§ **Directions**:
A. Reproduce the passage on Wright's show from "Not content with" up to and including "Cal State L.A.".
B. Write the next part of the passage on Wright and his show, picking up after its final sentence.

§ **Provided text**:
Not content with merely deconstructing, say, Puccini’s “Nessun dorma” from “Turandot” -- Dan O’Callaghan offers a stellar turn as the tenor, with a rap monologue squeezed between a couple of high Cs -- Wright has enlisted director Allen Walls and choreographer Karen Russell Budge to pump up his show’s theatricality: There’s an ET scenario (a “normal” band gets zapped by gamma rays and turns, well, surreal), while 10 hoofers add to the kitschy Vegas feel.

If all that makes it sound as if the 40-year-old Wright has been zapped himself, that belies his credentials. This musical prankster was born in Georgia and grew up in Laguna Beach playing trombone, tuba, guitar and stand-up bass. Eventually, he migrated up the 405, earning a bachelor’s from Cal State Northridge and a master’s in composition from Cal State L.A.

§ **Listed records**:
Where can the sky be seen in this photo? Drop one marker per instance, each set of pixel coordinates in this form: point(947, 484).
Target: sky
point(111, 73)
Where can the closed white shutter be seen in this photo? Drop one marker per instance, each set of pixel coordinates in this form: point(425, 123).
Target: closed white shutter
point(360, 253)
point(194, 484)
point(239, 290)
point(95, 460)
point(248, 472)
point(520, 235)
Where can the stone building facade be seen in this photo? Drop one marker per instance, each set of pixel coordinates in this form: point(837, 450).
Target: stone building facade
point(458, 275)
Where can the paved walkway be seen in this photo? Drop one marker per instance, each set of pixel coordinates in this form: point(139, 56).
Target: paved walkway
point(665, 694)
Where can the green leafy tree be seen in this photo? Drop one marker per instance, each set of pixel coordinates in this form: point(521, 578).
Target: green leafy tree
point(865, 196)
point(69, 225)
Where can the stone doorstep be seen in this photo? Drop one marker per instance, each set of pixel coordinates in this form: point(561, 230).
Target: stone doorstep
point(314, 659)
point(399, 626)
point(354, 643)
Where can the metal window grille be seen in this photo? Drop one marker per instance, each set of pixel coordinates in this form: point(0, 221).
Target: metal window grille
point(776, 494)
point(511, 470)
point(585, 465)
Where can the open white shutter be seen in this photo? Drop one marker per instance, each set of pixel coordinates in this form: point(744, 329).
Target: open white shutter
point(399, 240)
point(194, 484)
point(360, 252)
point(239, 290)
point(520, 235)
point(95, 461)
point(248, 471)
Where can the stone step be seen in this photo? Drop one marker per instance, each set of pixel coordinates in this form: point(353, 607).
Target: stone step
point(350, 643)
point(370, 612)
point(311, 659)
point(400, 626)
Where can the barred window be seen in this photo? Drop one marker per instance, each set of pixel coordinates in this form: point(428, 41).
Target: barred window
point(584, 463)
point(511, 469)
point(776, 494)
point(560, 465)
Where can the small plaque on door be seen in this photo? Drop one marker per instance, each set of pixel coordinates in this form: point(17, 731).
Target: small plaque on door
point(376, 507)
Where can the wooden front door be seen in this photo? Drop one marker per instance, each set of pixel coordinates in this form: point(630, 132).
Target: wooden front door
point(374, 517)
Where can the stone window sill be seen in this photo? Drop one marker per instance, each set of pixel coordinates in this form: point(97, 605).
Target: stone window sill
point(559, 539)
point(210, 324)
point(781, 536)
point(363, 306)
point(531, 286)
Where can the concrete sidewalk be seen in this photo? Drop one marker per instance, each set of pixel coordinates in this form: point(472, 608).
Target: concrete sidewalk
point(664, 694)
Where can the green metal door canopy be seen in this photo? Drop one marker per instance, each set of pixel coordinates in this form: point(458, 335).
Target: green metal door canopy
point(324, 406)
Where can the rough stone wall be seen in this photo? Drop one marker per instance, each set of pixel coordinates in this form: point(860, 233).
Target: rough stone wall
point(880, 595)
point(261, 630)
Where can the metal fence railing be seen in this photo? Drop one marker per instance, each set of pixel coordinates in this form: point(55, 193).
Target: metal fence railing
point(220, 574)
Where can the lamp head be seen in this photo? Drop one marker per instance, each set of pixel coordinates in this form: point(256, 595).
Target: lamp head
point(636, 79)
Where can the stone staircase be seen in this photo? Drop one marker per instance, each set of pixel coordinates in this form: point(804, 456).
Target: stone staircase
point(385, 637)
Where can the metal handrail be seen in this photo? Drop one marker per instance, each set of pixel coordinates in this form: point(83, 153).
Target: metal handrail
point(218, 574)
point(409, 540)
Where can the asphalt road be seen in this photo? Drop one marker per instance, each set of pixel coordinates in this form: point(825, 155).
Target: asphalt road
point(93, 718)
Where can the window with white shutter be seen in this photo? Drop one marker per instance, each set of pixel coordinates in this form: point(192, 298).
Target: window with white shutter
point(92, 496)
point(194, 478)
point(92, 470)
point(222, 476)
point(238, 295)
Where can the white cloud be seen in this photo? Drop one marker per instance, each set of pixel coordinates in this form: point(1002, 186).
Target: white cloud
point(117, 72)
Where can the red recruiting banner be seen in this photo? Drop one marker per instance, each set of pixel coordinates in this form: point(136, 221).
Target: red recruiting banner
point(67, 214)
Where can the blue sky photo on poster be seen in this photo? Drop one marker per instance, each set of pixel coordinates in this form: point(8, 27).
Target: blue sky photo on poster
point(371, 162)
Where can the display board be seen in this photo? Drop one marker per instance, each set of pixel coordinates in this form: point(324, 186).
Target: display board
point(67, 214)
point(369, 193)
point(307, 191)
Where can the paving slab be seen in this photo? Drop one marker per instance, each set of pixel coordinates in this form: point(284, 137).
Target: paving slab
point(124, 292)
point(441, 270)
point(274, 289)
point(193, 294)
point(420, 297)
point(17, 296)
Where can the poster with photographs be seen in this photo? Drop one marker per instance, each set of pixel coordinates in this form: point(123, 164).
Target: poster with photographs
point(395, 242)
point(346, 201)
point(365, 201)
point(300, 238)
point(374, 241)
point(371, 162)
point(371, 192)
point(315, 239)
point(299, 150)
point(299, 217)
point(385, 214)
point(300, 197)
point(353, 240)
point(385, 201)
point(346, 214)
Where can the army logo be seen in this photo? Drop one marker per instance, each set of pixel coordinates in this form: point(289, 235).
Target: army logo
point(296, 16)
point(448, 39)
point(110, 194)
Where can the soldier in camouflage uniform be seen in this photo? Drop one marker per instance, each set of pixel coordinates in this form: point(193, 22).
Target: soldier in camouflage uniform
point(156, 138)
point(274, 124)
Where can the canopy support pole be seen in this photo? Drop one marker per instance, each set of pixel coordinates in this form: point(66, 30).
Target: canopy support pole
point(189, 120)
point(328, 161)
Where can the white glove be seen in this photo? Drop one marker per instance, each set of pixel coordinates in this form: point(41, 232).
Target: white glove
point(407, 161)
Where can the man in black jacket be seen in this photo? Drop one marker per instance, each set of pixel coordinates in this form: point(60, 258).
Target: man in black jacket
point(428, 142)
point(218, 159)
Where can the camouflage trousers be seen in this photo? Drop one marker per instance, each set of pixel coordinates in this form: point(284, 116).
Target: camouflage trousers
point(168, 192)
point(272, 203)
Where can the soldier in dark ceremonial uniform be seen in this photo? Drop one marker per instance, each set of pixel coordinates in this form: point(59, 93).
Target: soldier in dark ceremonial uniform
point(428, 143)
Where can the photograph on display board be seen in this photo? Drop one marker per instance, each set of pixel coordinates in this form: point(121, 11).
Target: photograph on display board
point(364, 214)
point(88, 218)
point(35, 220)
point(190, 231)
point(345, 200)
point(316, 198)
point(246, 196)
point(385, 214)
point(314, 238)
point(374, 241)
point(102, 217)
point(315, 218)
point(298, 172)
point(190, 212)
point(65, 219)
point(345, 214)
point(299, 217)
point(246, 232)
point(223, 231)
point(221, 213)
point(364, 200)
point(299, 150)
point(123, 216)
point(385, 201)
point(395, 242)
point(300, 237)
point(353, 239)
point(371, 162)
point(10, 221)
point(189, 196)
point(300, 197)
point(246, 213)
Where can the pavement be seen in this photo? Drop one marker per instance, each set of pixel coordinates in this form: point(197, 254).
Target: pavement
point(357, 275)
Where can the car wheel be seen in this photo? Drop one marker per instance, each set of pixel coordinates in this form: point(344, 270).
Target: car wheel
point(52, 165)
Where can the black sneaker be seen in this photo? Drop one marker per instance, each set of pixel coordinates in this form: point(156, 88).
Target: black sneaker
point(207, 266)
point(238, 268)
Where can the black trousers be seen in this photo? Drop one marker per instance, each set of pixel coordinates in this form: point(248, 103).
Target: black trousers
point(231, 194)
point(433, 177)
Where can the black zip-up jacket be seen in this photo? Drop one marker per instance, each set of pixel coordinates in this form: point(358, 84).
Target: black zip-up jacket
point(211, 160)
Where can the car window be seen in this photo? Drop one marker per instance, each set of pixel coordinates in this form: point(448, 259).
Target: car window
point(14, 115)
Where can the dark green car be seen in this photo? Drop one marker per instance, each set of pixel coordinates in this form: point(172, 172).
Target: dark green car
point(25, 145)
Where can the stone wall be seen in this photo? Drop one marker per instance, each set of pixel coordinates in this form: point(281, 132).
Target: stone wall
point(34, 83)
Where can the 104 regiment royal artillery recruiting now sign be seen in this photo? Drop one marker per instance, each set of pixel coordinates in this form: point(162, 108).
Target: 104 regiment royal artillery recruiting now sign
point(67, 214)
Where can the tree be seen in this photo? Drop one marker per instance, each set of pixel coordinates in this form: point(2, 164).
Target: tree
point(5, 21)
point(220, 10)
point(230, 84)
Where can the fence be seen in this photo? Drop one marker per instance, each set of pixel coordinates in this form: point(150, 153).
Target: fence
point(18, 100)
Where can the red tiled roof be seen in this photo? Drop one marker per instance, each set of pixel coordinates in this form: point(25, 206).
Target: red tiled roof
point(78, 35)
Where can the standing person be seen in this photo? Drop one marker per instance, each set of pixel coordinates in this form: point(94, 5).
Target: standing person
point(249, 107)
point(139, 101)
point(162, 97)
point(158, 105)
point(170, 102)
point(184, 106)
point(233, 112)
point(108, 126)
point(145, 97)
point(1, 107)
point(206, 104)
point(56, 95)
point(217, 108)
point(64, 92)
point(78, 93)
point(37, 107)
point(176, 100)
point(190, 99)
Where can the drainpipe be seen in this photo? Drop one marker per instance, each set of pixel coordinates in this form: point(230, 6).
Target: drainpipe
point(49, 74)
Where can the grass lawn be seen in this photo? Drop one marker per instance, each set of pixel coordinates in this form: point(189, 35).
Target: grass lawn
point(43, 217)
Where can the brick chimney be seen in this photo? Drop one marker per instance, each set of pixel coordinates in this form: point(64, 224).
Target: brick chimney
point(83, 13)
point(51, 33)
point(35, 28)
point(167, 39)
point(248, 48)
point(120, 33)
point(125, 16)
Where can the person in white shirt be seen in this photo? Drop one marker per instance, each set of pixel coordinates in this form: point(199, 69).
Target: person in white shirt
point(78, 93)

§ **Responses to the tasks**:
A.
Not content with merely deconstructing, say, Puccini’s “Nessun dorma” from “Turandot” -- Dan O’Callaghan offers a stellar turn as the tenor, with a rap monologue squeezed between a couple of high Cs -- Wright has enlisted director Allen Walls and choreographer Karen Russell Budge to pump up his show’s theatricality: There’s an ET scenario (a “normal” band gets zapped by gamma rays and turns, well, surreal), while 10 hoofers add to the kitschy Vegas feel.

If all that makes it sound as if the 40-year-old Wright has been zapped himself, that belies his credentials. This musical prankster was born in Georgia and grew up in Laguna Beach playing trombone, tuba, guitar and stand-up bass. Eventually, he migrated up the 405, earning a bachelor’s from Cal State Northridge and a master’s in composition from Cal State L.A.

B.
Supporting himself as a professional ax man, Wright has played bass with Middle Eastern entertainers and worked as an orchestrator and film composer. Drawn to many musical styles, including Frank Zappa’s, he discovered his inner Elvis Schoenberg while walking through Tower Records, where he heard the far-out “bachelor pad” noodlings of the late Mexican bandleader and pianist Juan Garcia Esquivel.

“It was the weirdest version of ‘Harlem Nocturne,’ ” he recalls, ‘and I thought, ‘This is cool.’ As a composer, I always liked writing huge pieces. For my college recital, I wrote a symphony for wind ensemble -- 65 pieces. They performed it when most people were complaining about getting quintets together.”

From those roots grew Elvis Schoenberg and the Orchestre Surreal. Starting as 17 musicians, they made their debut in ’97 at the Hollywood club Largo.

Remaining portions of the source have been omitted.